- ИСХОДНЫЙ ОТРЫВОК:
================================

К книге
А. П. Чехов в воспоминаниях современниковСтраница 31
28%
Страница 31
31

Тогда начиналась японская война, и мне очень хотелось сделать что-нибудь в пользу раненых. Я была возбуждена, полна энергии, а мне некуда было приложить свои силы.

Тогда я задумала издать сборник. Знакомых писателей у меня было много, и со многими у меня были хорошие отношения. Для печатания книги я надеялась на Сергея Николаевича. Я мечтала, что и материал и издание будут непременно очень хороши, а мне все обойдется чуть не даром. Значит, моя помощь одной моей работой и хлопота­ми принесет немало денег.

Прежде всего я написала Чехову.

Он ответил, что в настоящее время у него нет ни одной подходящей рукописи и что он вообще моей затее не со­чувствует. «Если Вы не прочь выслушать мое мнение, то вот оно: сборники составляются очень медленно, туго, портят составителю настроение, но идут необыкновенно плохо. Особенно сборники такого типа, как Вы собираетесь издать, т. е. из случайного материала. Простите мне, ради бога, эти непрошеные замечания, но я бы повторил их пять, десять, сто раз, а если бы мне удалось удержать Вас, то я был бы искренно рад. Ведь пока Вы работаете над сборни­ком, можно иным путем собрать тысячи, собрать не посте­пенно, через час по столовой ложке, а именно теперь, в горячее время, пока не остыло еще желание жертвовать. Если хотите сборник во что бы то ни стало, то издайте небольшой сборник ценою в 25—30 коп., сборник изрече­ний лучших авторов (Шекспира, Толстого, Пушкина, Лермонтова и пр.) насчет раненых, сострадания к ним, помощи и пр., что только найдется у этих авторов подходя­щего. Это и интересно, и через 2—3 месяца можно уже иметь книгу, и продается очень скоро. Простите за советы, не возмущайтесь. Кстати сказать, в настоящее время печа­тается не менее 15 сборников...»

================================

- ЗАПИСИ С ДАННЫМИ:
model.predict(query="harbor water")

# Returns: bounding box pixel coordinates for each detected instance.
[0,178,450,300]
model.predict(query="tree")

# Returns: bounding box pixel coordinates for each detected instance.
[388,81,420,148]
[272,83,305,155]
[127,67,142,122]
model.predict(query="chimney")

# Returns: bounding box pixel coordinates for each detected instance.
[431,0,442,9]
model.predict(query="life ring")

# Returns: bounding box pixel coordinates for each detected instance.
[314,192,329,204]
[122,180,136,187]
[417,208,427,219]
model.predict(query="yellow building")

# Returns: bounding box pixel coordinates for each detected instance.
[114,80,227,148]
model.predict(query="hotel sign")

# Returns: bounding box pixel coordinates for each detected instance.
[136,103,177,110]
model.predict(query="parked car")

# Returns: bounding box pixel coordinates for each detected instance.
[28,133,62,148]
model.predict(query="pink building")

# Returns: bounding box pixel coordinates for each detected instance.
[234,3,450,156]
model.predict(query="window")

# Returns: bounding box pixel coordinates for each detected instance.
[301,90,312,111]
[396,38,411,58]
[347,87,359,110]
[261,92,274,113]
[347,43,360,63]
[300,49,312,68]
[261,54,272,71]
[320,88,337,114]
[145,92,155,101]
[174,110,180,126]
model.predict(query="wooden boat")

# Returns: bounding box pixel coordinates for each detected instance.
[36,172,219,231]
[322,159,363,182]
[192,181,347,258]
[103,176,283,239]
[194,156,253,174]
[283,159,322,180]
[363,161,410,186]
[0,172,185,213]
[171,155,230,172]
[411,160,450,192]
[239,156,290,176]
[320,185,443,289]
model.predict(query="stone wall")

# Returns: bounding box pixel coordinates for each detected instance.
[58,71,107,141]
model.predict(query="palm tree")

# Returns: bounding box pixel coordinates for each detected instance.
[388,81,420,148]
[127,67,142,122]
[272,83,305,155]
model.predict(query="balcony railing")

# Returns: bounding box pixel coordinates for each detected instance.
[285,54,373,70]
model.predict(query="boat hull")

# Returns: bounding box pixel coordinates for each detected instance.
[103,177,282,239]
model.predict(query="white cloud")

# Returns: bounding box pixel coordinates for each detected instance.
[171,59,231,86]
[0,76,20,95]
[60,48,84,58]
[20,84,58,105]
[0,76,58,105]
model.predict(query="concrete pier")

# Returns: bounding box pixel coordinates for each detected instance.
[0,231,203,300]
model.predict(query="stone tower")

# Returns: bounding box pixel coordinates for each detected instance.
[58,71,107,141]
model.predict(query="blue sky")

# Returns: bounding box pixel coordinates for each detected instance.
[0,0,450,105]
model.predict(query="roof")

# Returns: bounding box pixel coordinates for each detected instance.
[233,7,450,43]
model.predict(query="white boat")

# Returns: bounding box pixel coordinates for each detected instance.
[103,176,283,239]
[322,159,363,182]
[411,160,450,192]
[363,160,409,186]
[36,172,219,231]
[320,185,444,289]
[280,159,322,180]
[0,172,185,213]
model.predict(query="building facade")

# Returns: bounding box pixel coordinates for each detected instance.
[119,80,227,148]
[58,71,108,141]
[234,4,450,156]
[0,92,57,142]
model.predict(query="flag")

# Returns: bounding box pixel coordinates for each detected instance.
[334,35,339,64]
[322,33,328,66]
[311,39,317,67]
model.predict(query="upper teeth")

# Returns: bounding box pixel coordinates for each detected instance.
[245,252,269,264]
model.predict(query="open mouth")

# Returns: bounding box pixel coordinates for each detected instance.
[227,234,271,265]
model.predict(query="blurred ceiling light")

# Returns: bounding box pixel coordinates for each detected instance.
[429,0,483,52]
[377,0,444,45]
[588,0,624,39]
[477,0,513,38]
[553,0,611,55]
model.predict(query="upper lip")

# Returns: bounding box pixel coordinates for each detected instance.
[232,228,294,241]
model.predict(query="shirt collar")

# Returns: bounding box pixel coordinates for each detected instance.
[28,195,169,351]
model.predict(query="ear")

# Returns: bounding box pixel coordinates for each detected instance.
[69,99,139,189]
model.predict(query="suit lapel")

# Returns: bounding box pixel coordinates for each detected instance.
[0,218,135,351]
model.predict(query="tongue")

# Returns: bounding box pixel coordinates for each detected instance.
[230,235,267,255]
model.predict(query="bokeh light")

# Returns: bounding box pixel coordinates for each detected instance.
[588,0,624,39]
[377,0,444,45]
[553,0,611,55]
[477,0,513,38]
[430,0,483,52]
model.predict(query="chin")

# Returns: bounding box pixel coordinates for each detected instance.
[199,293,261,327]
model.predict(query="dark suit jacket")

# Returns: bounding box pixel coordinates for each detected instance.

================================

- ЗАДАНИЯ:
1. Объясните по отрывку воспоминаний о Чехове, почему Чехов отговаривал от издания сборника. Ответ должен занять от одного до трех предложений.
2. Продублируйте из отрывка воспоминаний о Чехове фрагмент, который начинается со слов «Тогда я задумала» и заканчивается словами «принесет немало денег.».
3. Подхватите текст воспоминаний о Чехове и продолжите его с последней приведенной фразы.

- ОТВЕТЫ К ЗАДАНИЯМ:
1. По словам Чехова, сборники составляются очень медленно и туго, портят составителю настроение и продаются необыкновенно плохо, особенно если они собраны из случайного материала. Пока идет работа над сборником, можно иным путем собрать тысячи сразу, в горячее время, пока не остыло желание жертвовать.

2.
Тогда я задумала издать сборник. Знакомых писателей у меня было много, и со многими у меня были хорошие отношения. Для печатания книги я надеялась на Сергея Николаевича. Я мечтала, что и материал и издание будут непременно очень хороши, а мне все обойдется чуть не даром. Значит, моя помощь одной моей работой и хлопота­ми принесет немало денег.

3.
Это он писал 7 февраля; а 14 февраля:

«Мн. Лидия Алексеевна. Завтра уезжаю я в Ялту. Если вздумаете написать мне, то я буду Вам очень благодарен.

Если Вы не издаете сборника, если так решили, то я очень рад. Редактировать и править сборники беспокойно, утомительно, доходы же обыкновенно невелики, часто убытки. По-моему, лучше всего напечатать в журнале свой рассказ, а потом гонорар пожертвовать в пользу Красного Креста.

Простите, я замерз, только что вернулся из Царицына (ехал на извозчике), рука плохо пишет, да и укладываться нужно. Всего Вам хорошего, главное будьте веселы, смот­рите на жизнь не так замысловато; вероятно, на самом деле она гораздо проще. Да и заслуживает ли она, жизнь, кото­рой мы не знаем, всех мучительных размышлений, которы­ми изнашиваются наши российские умы, — это еще вопрос. Крепко жму руку и шлю сердечное спасибо за письмо.

Будьте здоровы и благополучны.

Преданный А. Чехов».

Сотни раз перечитывала я это письмо. Откуда это новое настроение Антона Павловича? «Жизнь проще, не стоит мучительных размышлений... » И мне казалось, что он горько, презрительно улыбается, оглядываясь в прошлом на себя. Не так жил, не так думал и чувствовал. Пропала жизнь!

В. H. ЛАДЫЖЕНСКИЙ

В СУМЕРКИ

Дорогой памяти А. П. Чехова

В свежий осенний день, усталый, я возвращался домой по степи. Поблекшая трава изредка дрожала от набегавше­го ветерка, и казалось, что ей было холодно, страшно холодно. Впереди, в овраге, вилась безыменная речка и на изгибах блестела стальной, холодной чешуей, в которую некому уже было глядеться: сторожевые камыши умерли, далекая синева неба помутнела в наступавших сумерках, а одинокая речка шла вперед, как путник, перед которым нет никакой цели. И я шел вперед, замедляя от усталости шаг, и холодное одиночество вместе с надвигавшимися сумерками охватывало меня все больше и больше. Глазу не на чем было остановиться в пустой и неприютной степи с ее дрожавшей травою. Вдруг где-то далеко, далеко что-то застучало и смолкло, и я долго прислушивался к умирав­шим в воздухе звукам. Потом опять застучало, и похоже было на то, что кто-то колотит по застывшей земле палкой. Я остановился и стал вглядываться. Что-то большое с не­уловимыми очертаниями надвигалось на меня по дороге, а стук переходил в ровный и непрерывный грохот.

«Да это кто-то едет на телеге», — сообразил я и посторо­нился.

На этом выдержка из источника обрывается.